***** DATA FOR THIS EXERCISE *****
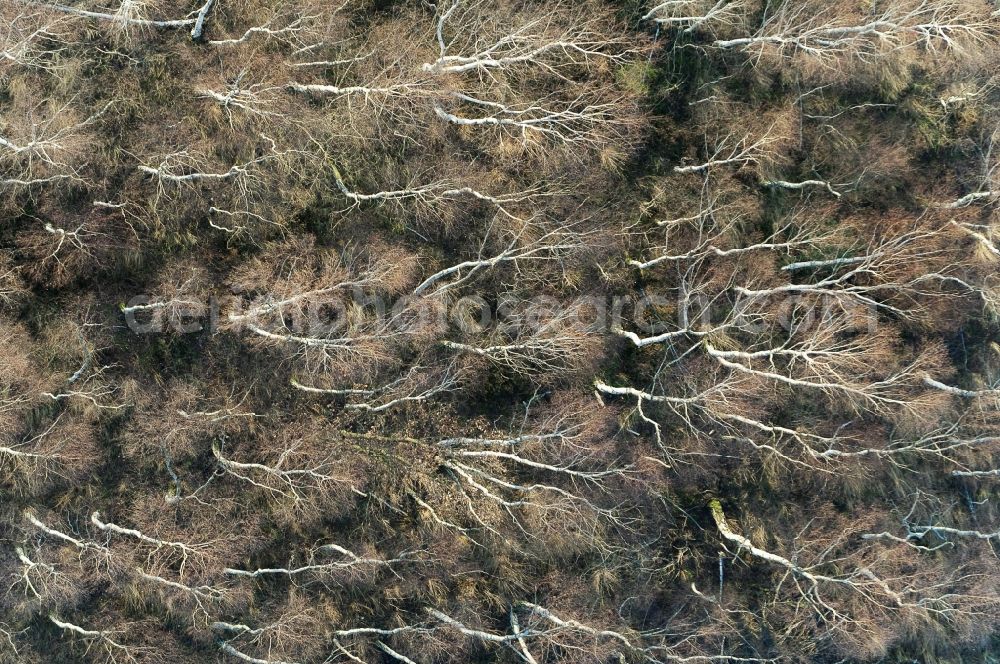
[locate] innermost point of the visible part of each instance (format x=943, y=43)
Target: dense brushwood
x=499, y=330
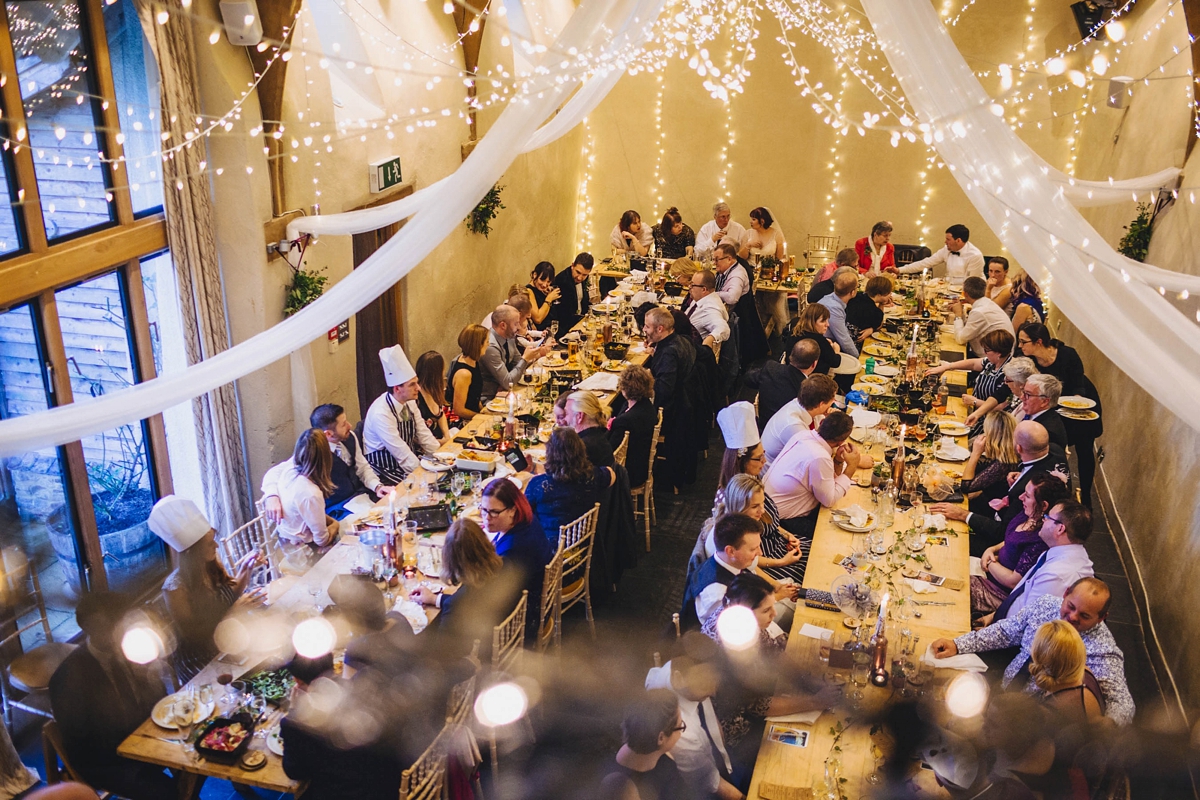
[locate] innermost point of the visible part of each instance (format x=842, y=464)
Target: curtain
x=189, y=206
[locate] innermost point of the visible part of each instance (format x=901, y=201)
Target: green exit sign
x=384, y=174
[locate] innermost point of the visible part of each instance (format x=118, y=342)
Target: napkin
x=966, y=662
x=601, y=382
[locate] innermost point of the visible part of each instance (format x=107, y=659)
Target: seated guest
x=984, y=316
x=570, y=486
x=960, y=258
x=721, y=228
x=813, y=470
x=543, y=293
x=822, y=282
x=199, y=593
x=671, y=364
x=991, y=389
x=1084, y=606
x=630, y=235
x=642, y=770
x=300, y=486
x=574, y=300
x=700, y=752
x=1036, y=452
x=864, y=312
x=993, y=457
x=707, y=311
x=1007, y=563
x=587, y=417
x=504, y=360
x=779, y=384
x=349, y=473
x=519, y=541
x=876, y=253
x=639, y=417
x=466, y=376
x=393, y=432
x=100, y=697
x=1059, y=669
x=813, y=324
x=845, y=287
x=431, y=396
x=803, y=413
x=1039, y=402
x=672, y=238
x=1057, y=359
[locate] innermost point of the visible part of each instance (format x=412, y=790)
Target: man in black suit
x=675, y=358
x=99, y=698
x=1041, y=403
x=779, y=384
x=574, y=301
x=1037, y=453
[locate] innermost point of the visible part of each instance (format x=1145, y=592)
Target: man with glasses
x=707, y=311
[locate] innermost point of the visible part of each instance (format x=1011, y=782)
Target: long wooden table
x=805, y=767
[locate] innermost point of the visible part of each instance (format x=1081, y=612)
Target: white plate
x=1077, y=402
x=162, y=711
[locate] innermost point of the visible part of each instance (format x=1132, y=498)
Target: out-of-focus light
x=313, y=637
x=967, y=695
x=737, y=627
x=501, y=704
x=142, y=644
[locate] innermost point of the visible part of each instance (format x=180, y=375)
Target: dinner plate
x=162, y=711
x=1077, y=402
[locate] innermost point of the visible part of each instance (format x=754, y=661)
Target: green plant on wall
x=306, y=286
x=480, y=220
x=1135, y=244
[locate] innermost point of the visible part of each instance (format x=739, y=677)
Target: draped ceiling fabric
x=606, y=29
x=193, y=250
x=1126, y=318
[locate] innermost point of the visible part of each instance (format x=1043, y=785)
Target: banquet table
x=790, y=765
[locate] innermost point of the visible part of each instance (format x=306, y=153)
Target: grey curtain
x=195, y=253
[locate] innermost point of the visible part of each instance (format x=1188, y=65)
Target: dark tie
x=1002, y=612
x=719, y=758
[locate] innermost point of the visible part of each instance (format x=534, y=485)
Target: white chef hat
x=738, y=426
x=178, y=522
x=396, y=368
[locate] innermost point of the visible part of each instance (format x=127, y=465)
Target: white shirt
x=1059, y=567
x=802, y=477
x=709, y=317
x=707, y=240
x=780, y=428
x=959, y=266
x=379, y=432
x=617, y=239
x=694, y=751
x=983, y=318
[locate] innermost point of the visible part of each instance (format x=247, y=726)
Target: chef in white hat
x=394, y=435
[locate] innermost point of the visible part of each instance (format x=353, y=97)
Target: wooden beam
x=28, y=197
x=102, y=72
x=27, y=276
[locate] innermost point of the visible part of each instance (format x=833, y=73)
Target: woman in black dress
x=541, y=294
x=466, y=379
x=1060, y=360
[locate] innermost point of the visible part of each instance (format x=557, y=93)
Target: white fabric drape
x=1128, y=320
x=610, y=28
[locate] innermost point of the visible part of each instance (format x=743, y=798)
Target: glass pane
x=136, y=79
x=35, y=517
x=53, y=67
x=100, y=360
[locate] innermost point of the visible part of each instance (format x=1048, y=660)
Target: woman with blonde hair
x=1059, y=671
x=466, y=378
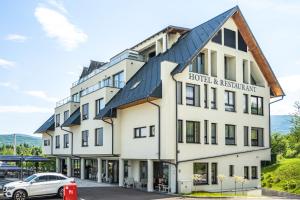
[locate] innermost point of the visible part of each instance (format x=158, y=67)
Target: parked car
x=41, y=184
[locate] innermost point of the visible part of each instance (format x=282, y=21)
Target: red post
x=70, y=191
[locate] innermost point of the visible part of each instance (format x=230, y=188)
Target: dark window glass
x=218, y=37
x=229, y=38
x=241, y=43
x=99, y=137
x=180, y=131
x=192, y=132
x=213, y=133
x=229, y=134
x=85, y=138
x=85, y=111
x=214, y=173
x=257, y=105
x=152, y=131
x=200, y=173
x=179, y=92
x=229, y=101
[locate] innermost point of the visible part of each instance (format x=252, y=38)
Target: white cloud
x=24, y=109
x=57, y=26
x=41, y=94
x=16, y=38
x=6, y=64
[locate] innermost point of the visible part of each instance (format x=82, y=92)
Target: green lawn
x=283, y=176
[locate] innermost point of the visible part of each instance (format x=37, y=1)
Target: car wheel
x=20, y=195
x=61, y=192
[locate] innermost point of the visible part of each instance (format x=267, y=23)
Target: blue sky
x=44, y=45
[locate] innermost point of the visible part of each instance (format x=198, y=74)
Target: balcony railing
x=127, y=54
x=102, y=84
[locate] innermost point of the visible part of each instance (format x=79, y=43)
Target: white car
x=41, y=184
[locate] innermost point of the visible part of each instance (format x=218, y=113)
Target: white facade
x=159, y=160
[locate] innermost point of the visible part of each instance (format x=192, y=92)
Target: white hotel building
x=182, y=103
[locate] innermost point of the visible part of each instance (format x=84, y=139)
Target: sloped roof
x=182, y=52
x=47, y=126
x=74, y=119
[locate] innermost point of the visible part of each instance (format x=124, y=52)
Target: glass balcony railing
x=127, y=54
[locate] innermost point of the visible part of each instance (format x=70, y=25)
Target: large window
x=57, y=141
x=85, y=111
x=192, y=132
x=214, y=173
x=200, y=173
x=213, y=101
x=99, y=105
x=140, y=132
x=229, y=38
x=179, y=92
x=180, y=131
x=229, y=134
x=257, y=137
x=256, y=105
x=85, y=138
x=99, y=137
x=57, y=120
x=213, y=130
x=118, y=80
x=229, y=101
x=192, y=95
x=66, y=140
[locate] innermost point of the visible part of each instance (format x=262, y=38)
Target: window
x=213, y=102
x=179, y=92
x=256, y=105
x=213, y=135
x=218, y=37
x=229, y=38
x=200, y=173
x=99, y=105
x=198, y=64
x=257, y=137
x=85, y=138
x=66, y=115
x=246, y=103
x=57, y=141
x=241, y=43
x=254, y=172
x=66, y=140
x=246, y=172
x=85, y=111
x=57, y=120
x=214, y=173
x=206, y=140
x=99, y=137
x=229, y=134
x=229, y=101
x=192, y=132
x=118, y=80
x=246, y=136
x=180, y=131
x=140, y=132
x=152, y=131
x=192, y=95
x=205, y=96
x=231, y=170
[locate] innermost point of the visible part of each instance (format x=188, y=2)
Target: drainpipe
x=158, y=109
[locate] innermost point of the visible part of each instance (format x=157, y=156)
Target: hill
x=7, y=139
x=283, y=176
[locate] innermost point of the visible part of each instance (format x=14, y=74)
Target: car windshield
x=28, y=179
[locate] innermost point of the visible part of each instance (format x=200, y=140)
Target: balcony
x=127, y=54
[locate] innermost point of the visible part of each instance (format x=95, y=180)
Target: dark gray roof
x=47, y=126
x=74, y=119
x=182, y=52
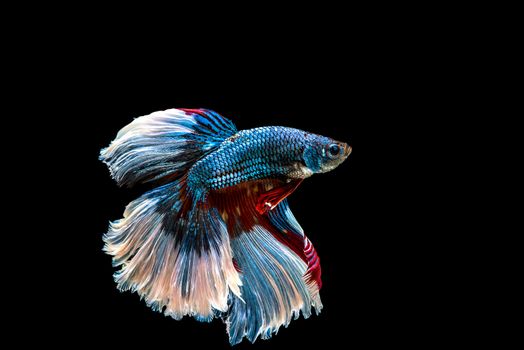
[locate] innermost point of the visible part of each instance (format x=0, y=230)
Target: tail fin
x=163, y=145
x=174, y=252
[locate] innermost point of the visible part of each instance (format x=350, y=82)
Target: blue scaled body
x=216, y=236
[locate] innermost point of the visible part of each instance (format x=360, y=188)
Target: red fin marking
x=238, y=207
x=270, y=199
x=313, y=270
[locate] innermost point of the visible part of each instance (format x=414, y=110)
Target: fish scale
x=254, y=154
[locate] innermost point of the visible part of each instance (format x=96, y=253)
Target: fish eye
x=334, y=150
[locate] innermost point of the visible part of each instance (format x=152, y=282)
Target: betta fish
x=215, y=236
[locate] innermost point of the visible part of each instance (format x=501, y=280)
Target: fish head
x=323, y=154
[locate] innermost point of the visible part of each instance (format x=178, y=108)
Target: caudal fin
x=174, y=252
x=163, y=145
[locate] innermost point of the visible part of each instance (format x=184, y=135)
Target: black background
x=362, y=217
x=346, y=213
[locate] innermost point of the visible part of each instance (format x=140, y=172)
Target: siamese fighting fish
x=214, y=236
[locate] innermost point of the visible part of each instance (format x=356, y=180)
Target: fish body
x=216, y=237
x=273, y=152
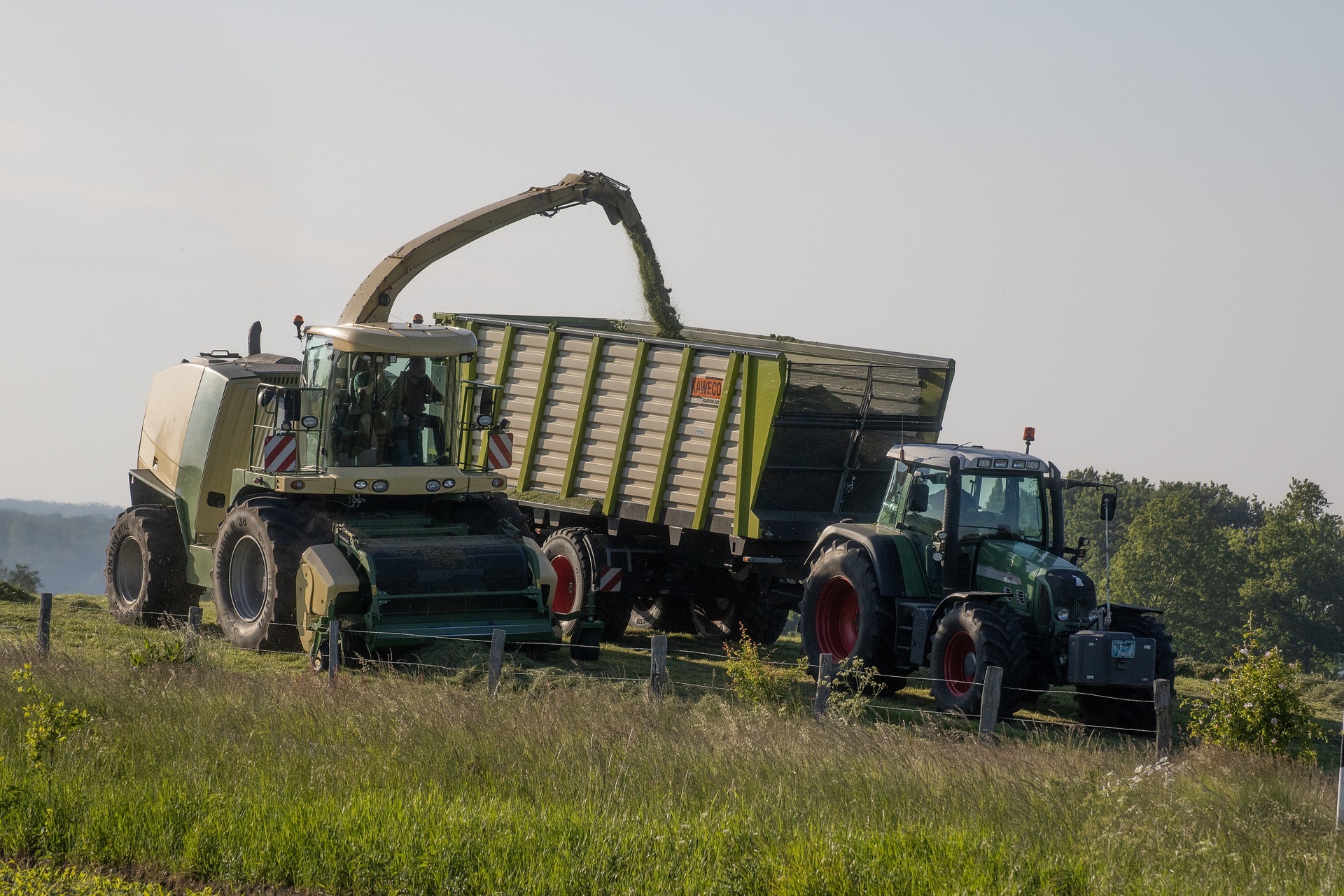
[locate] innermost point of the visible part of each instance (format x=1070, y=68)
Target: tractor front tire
*****
- PROBLEM TO SOLVE: Rewrite the records from the line that contains "(format x=157, y=156)" through the line that contains "x=214, y=236", swapping every "Target" for "Object" and keeping everything else unchanged. Omit the pictures from your answer.

- WORKED ANSWER:
[locate] innermost point of the visible part of each instance (format x=157, y=156)
Object: hill
x=7, y=139
x=283, y=176
[locate] innermost point of the visible part of each instance (format x=14, y=74)
Object: car windshield
x=28, y=179
[locate] innermost point of the visible part of each instance (format x=200, y=140)
Object: balcony
x=127, y=54
[locate] innermost point of the visible part of each instance (format x=95, y=180)
Object: dark gray roof
x=47, y=126
x=74, y=119
x=182, y=52
[locate] innermost point of the visible part of each instance (format x=0, y=230)
Object: tail fin
x=163, y=145
x=174, y=252
[locate] innermost point of the visible part of each instance (format x=350, y=82)
Object: blue scaled body
x=216, y=236
[locate] innermost point of the visible part of each instance (format x=360, y=188)
Object: red fin marking
x=238, y=207
x=270, y=199
x=313, y=270
[locate] innermost point of the visible part of each instance (format x=414, y=110)
Object: fish scale
x=254, y=154
[locate] innermost point of the visible part of each instance (format x=96, y=253)
Object: fish eye
x=334, y=150
[locate] innermost point of the visible part of each instance (format x=152, y=282)
Object: betta fish
x=215, y=236
[locate] innermost point of the visible part of each instance (format x=501, y=280)
Object: fish head
x=323, y=154
[locate] innermost point of the visible part of each instance (format x=178, y=108)
Object: caudal fin
x=174, y=252
x=163, y=145
[locate] innermost point of the visible part of each instance (format x=184, y=135)
Object: black background
x=362, y=217
x=346, y=213
[locate] innermost point of the visible part of each instance (format x=140, y=172)
Object: siamese fighting fish
x=214, y=236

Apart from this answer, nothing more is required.